INSTRUCTIONS FOR THE TASK:
Extend the piece below on keeping up Spanish after school, starting right after its last sentence.

TEXT BLOCK:

Three years of high school and two years of college Spanish, and what have I got to show for it? A year of school — and I had forgotten 95 percent of it.

Ed Williams
Ed Williams
I'm working in a part of the country where the Hispanic population is the fastest growing population — and that is having a major effect on public policy.

If I could do it all again, I'd find some forums that would have forced me to use the language. I would have helped with a literacy program for migrant workers. A tutoring program for English-as-a-Second-Language students. I could have made a contribution and learned a lot along the way.

As it were, I let a very marketable skill atrophy.

My thoughts:

A-ha! This is one place where I have actually managed to school Ed on something. I can't believe it.

Sure, my mom's family is from Spain, and I grew up hearing the language around the house. But other than basic phrases, I couldn't speak it at all until I entered high school. It wasn't until then that I even attempted to understand the grammar.

I took three years in high school, landed in a couple of honors classes in college and worked hard to retain my skills. I taught ESL and tutored native Spanish-speakers so that I could practice. After college, I continued speaking Spanish with anyone who would let me.

Thank goodness for my husband because I gotta be honest: I'm not sure I would have been disciplined enough to keep up all that effort had he not come along. Chris lived in Spain for a year — has a real passion for the place — and has studied the language extensively. He's fluent and is one of few child and adolescent psychiatrists in the nation who can actually treat his patients in Spanish.

(Plain-language descriptions of image regions)
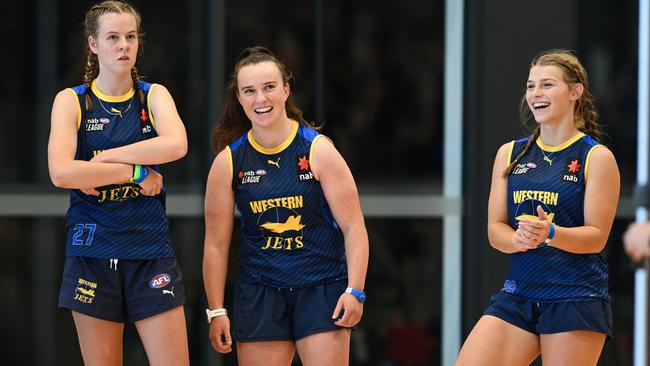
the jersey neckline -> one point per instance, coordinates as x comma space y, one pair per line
561, 146
111, 98
277, 149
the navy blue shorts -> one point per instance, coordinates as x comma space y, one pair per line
121, 291
263, 313
548, 318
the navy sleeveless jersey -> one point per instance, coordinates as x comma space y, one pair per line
289, 237
553, 177
120, 223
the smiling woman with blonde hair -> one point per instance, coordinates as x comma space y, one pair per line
552, 203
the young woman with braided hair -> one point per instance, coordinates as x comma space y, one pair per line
107, 139
552, 203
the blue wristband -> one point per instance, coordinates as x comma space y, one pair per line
139, 173
360, 295
551, 233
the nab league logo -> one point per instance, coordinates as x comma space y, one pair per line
161, 280
523, 168
304, 173
96, 124
571, 170
251, 177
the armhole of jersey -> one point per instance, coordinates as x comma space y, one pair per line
76, 97
313, 143
512, 147
588, 159
230, 164
153, 123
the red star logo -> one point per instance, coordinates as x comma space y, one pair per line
574, 167
303, 163
143, 115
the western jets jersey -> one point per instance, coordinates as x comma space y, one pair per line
289, 237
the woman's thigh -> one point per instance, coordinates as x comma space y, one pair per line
496, 342
578, 347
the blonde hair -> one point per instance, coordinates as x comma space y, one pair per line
585, 114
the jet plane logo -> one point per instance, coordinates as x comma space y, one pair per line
292, 223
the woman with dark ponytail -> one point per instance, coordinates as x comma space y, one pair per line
303, 250
552, 203
108, 138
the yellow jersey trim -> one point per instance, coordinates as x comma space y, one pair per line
76, 97
311, 148
111, 98
512, 147
277, 149
588, 159
561, 146
153, 123
230, 161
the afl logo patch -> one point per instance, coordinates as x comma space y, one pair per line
160, 280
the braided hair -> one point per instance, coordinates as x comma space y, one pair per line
91, 29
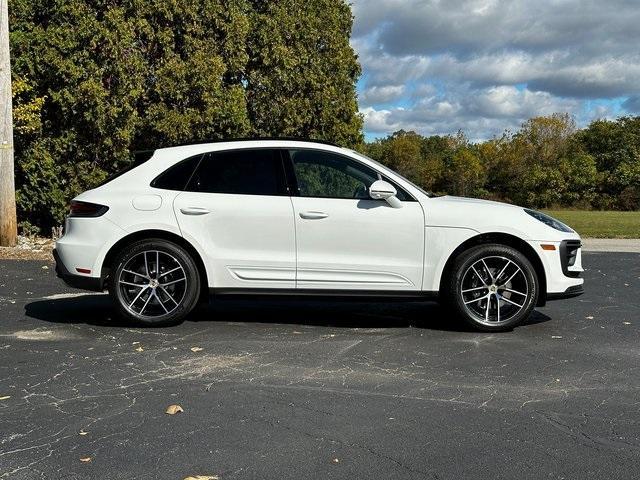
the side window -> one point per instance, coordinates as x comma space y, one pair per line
247, 172
325, 174
177, 176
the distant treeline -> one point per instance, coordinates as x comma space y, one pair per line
548, 162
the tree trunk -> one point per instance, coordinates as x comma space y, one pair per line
8, 226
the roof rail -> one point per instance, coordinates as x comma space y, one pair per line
247, 139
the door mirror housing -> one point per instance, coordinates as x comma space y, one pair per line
381, 190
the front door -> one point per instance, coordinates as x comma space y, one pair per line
238, 210
346, 240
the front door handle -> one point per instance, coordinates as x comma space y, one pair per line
194, 211
313, 215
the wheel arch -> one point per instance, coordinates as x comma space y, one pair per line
502, 239
165, 235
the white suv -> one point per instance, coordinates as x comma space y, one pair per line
301, 217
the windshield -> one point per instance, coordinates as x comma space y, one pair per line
388, 170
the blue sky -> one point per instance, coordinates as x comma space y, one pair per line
486, 66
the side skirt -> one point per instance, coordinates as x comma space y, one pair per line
385, 295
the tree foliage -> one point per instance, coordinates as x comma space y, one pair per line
547, 162
95, 80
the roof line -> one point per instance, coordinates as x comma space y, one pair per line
246, 139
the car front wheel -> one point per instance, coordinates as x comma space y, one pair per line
154, 283
492, 287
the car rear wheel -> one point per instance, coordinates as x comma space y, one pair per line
154, 283
492, 287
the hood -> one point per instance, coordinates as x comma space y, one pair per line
485, 216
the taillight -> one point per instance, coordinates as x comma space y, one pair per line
86, 209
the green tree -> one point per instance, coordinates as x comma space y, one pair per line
615, 146
302, 71
108, 77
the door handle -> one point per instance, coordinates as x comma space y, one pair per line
194, 211
313, 215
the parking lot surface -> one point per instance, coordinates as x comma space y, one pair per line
294, 389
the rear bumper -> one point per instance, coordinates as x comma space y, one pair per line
94, 284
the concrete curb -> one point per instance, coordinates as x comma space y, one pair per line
629, 245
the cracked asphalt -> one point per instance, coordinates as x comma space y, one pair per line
294, 389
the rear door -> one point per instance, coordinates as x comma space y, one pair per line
237, 208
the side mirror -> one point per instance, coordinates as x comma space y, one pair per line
381, 190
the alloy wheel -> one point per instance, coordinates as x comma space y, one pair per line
494, 289
152, 283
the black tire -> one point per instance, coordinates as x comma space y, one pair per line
480, 299
163, 297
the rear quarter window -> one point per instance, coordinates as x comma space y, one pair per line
177, 176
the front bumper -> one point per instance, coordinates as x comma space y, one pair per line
574, 291
562, 267
95, 284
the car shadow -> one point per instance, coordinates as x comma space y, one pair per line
97, 310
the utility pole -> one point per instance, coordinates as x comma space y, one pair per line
8, 222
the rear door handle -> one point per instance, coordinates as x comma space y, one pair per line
313, 215
194, 211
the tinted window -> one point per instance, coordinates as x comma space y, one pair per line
326, 174
248, 172
138, 159
177, 176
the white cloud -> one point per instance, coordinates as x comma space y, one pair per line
487, 65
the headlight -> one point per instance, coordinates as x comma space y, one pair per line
547, 220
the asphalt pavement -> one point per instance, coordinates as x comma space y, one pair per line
297, 389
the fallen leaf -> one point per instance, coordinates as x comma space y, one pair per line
173, 409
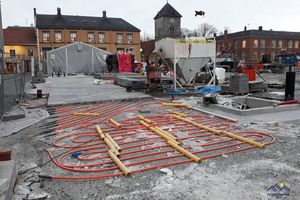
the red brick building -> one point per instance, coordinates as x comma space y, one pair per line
251, 45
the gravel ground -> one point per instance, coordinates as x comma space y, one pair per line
244, 175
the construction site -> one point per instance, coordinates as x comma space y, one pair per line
187, 122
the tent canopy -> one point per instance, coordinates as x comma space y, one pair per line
76, 58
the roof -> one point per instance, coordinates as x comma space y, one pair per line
263, 34
19, 36
83, 22
167, 11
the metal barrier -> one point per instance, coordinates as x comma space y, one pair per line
13, 87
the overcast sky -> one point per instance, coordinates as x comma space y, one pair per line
235, 14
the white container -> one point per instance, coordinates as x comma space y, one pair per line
220, 73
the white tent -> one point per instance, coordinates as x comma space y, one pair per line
76, 58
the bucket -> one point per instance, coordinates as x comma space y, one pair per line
251, 74
39, 93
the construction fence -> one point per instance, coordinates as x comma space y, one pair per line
13, 86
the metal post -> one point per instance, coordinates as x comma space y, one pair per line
67, 64
38, 46
175, 75
1, 67
93, 67
214, 60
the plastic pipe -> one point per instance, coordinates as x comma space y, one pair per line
177, 113
111, 146
174, 104
100, 132
166, 133
161, 134
87, 114
121, 166
184, 152
214, 114
229, 134
114, 122
144, 119
113, 142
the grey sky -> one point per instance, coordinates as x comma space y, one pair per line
235, 14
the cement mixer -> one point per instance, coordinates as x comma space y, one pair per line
186, 57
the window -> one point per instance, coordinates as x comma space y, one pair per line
255, 54
290, 44
130, 50
91, 38
279, 44
262, 53
120, 50
236, 44
57, 36
46, 37
12, 52
255, 43
273, 43
129, 38
119, 38
296, 44
73, 36
273, 55
101, 37
262, 43
159, 31
29, 52
172, 30
244, 44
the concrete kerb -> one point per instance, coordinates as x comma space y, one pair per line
102, 101
8, 176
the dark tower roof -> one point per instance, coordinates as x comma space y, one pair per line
167, 11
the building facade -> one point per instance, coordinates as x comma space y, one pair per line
253, 45
167, 23
19, 47
110, 34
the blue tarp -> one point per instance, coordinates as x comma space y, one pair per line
213, 89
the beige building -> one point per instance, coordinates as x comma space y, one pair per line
19, 47
110, 34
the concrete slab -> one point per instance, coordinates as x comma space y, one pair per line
8, 175
81, 89
15, 113
32, 116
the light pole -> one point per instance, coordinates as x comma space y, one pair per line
1, 66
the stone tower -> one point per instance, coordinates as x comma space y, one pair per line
167, 23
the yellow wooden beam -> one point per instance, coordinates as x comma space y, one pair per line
121, 166
87, 114
229, 134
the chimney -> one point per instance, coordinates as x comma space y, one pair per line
58, 11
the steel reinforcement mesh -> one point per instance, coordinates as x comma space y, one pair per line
140, 146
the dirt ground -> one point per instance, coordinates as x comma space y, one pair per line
245, 175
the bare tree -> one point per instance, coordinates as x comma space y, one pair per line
206, 30
146, 36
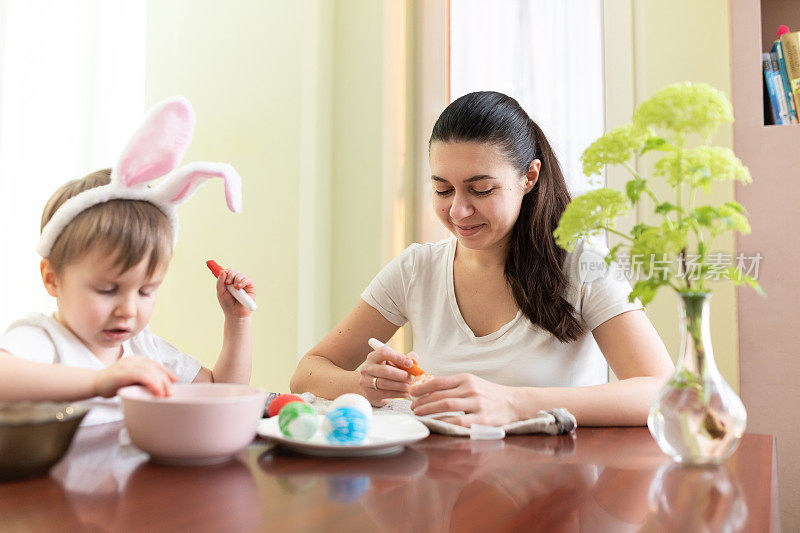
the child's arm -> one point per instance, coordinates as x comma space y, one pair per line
236, 358
27, 380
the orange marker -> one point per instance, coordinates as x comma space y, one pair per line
414, 370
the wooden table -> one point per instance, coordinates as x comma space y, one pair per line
599, 479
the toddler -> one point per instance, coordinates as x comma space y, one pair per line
106, 242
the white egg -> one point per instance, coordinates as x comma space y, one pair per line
355, 401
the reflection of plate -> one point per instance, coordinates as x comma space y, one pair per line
387, 436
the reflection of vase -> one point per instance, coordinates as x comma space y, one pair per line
695, 499
697, 418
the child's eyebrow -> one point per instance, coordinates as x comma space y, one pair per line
473, 179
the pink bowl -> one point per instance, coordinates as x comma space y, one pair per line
201, 423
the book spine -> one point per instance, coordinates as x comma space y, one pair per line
770, 81
791, 54
783, 108
777, 48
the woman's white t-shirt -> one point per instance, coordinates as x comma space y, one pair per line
41, 338
417, 287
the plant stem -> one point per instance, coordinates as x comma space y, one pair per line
615, 232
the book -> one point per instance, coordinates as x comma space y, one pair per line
777, 49
790, 42
769, 80
783, 109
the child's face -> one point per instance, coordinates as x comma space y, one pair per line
102, 306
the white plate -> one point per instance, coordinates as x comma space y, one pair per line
387, 436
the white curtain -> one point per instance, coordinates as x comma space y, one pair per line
71, 92
548, 55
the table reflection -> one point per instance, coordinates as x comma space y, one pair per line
684, 498
106, 483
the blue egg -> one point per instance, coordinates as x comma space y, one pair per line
346, 425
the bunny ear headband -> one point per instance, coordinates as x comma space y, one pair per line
154, 151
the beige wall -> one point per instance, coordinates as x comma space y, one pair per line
294, 95
650, 45
248, 101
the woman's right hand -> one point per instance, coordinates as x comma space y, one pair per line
382, 377
136, 370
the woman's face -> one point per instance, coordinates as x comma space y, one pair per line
477, 193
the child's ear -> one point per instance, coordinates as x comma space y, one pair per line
49, 277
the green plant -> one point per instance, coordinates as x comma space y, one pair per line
665, 124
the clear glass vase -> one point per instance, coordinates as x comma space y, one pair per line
697, 418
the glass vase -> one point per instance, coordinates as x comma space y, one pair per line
697, 418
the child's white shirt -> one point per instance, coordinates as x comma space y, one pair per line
417, 287
41, 338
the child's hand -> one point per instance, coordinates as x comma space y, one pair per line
230, 305
136, 370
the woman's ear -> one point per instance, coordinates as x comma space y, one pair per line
49, 277
532, 176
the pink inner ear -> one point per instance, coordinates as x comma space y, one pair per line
159, 144
192, 181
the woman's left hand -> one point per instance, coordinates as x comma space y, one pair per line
483, 402
230, 305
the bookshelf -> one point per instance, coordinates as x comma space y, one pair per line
769, 329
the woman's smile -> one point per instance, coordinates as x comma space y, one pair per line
468, 230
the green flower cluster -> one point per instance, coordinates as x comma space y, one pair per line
614, 148
684, 108
664, 123
700, 166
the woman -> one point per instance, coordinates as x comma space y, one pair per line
499, 313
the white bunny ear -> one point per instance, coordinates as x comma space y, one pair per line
181, 184
158, 145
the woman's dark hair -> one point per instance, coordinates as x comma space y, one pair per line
534, 267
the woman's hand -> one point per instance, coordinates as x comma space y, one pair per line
483, 402
382, 377
230, 305
136, 370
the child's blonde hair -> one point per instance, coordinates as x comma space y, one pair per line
128, 230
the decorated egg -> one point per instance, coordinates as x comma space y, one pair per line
277, 404
355, 401
346, 425
298, 420
422, 378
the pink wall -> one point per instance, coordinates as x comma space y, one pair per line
769, 329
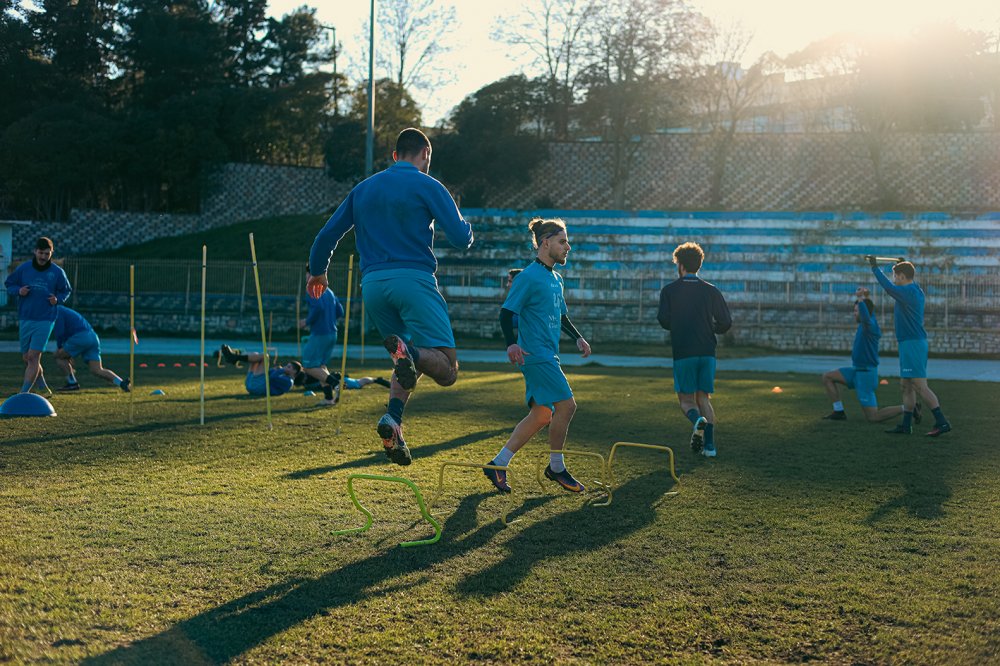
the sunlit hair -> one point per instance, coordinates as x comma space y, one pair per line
541, 229
689, 255
906, 269
410, 142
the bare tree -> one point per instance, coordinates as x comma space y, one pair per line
555, 33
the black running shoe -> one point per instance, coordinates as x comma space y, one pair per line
498, 477
406, 371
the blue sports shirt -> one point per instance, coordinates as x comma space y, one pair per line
908, 311
323, 313
864, 353
35, 306
393, 215
536, 297
69, 322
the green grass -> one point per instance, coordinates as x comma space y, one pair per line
165, 541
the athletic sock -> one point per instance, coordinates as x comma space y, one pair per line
503, 458
939, 418
396, 409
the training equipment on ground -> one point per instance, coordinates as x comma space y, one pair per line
369, 516
26, 404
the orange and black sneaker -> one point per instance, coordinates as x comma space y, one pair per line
564, 479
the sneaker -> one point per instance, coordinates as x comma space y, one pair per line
939, 430
564, 479
698, 434
406, 372
391, 433
498, 477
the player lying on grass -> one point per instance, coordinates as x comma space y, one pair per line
75, 337
536, 298
281, 378
862, 375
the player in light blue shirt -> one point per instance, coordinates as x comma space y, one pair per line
536, 299
912, 339
393, 214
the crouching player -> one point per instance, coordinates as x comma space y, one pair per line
862, 376
75, 337
536, 298
281, 378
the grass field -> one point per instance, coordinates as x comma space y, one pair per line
165, 541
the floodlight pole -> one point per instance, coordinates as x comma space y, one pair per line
370, 136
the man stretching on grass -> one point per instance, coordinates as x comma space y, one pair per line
863, 373
75, 337
393, 214
694, 311
912, 339
324, 312
536, 298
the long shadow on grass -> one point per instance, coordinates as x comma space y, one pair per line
421, 451
587, 528
223, 633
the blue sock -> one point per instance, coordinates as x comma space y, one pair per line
939, 418
396, 409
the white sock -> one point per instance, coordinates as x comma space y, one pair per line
503, 458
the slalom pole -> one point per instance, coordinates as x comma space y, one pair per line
201, 362
131, 341
347, 329
263, 333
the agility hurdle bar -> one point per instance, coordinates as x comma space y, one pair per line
670, 454
369, 516
263, 339
347, 329
440, 489
605, 485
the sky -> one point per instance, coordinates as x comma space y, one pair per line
782, 26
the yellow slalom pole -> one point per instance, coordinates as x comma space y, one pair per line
347, 328
263, 333
131, 341
201, 359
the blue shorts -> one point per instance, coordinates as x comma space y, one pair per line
319, 349
34, 334
913, 359
864, 381
545, 384
693, 374
85, 345
408, 304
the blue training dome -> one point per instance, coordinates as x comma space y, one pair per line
26, 404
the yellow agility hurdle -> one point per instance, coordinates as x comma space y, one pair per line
440, 489
369, 516
670, 454
604, 484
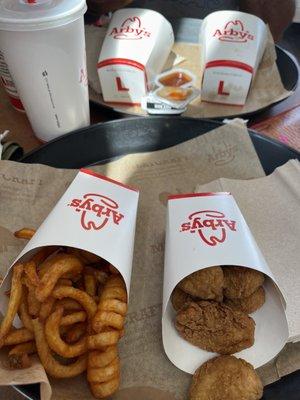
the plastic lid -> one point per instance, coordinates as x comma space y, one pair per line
30, 15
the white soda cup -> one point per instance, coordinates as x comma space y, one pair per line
233, 43
9, 85
44, 47
134, 51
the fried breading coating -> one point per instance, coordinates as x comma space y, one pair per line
226, 378
215, 327
207, 284
248, 304
241, 282
179, 298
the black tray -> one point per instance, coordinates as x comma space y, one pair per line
109, 140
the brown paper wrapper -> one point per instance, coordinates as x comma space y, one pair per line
28, 193
269, 206
266, 89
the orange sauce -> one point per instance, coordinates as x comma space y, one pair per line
174, 93
175, 79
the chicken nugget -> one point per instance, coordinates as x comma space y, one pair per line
248, 304
226, 377
206, 284
241, 282
179, 298
215, 327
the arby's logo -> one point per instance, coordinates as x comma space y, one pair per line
233, 31
130, 29
97, 211
211, 226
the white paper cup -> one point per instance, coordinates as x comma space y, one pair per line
9, 85
233, 43
134, 51
205, 230
44, 47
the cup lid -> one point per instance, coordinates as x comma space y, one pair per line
29, 15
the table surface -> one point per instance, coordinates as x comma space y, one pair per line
21, 131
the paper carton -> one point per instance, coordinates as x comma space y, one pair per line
204, 230
96, 214
233, 44
135, 49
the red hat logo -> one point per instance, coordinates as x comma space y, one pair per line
210, 225
96, 211
130, 29
233, 31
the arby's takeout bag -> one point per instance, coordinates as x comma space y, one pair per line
205, 230
233, 44
134, 51
96, 214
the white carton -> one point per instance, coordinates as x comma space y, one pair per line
134, 51
204, 230
95, 214
233, 43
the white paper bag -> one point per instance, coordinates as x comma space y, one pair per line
205, 230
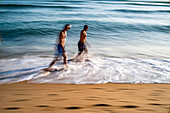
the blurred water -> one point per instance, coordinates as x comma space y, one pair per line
117, 28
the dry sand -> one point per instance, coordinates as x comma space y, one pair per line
102, 98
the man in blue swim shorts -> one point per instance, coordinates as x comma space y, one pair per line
60, 46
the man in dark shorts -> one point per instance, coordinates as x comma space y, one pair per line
60, 47
82, 42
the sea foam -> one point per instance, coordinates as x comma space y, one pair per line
94, 71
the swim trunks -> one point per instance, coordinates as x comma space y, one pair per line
82, 46
59, 51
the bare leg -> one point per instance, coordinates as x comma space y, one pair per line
53, 62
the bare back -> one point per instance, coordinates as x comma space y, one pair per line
83, 36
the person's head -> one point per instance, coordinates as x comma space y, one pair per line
85, 27
67, 27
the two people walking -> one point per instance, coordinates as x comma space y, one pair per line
60, 45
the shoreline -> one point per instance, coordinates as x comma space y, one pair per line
26, 97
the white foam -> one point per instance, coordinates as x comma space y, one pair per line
94, 71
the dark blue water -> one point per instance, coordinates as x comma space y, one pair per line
117, 28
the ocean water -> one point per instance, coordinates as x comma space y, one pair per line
130, 40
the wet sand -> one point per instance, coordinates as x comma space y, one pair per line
101, 98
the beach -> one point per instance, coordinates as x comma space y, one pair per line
127, 69
27, 97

RESPONSE BELOW:
Because those language skills are important to my husband, they’re important to me. We have taken night courses. We have hired tutors to come to our home to converse with us. We have hired a nanny originally from Peru to work with our children with hopes that they, too, speak Spanish with ease.

I share all of this because I've seen firsthand how the effort to learn a language can help a journalist on the job. My editors have always been keenly aware of my Spanish skills — which I'm sure helped me land at least one job.

If you're wondering why you're studying a second language, please don’t. Take it seriously. And when deciding which language to pursue, don’t be afraid to consider your career in journalism also. Think strategically. Sure, Spanish is one handy language to know. But if you want to live in Chicago, you’d be really smart to speak Polish. In Denver, there’s a large concentration of Russians and Ethopians. The largest concentration of Iranians per capita in the U.S. is in Los Angeles — so Farsi would be smart to learn if you hope to move there. What about Houston, which has a relatively large Nigerian population?

Anytime you have the chance to pick up another language, please do. These are golden opportunities that could propel you to great jobs someday.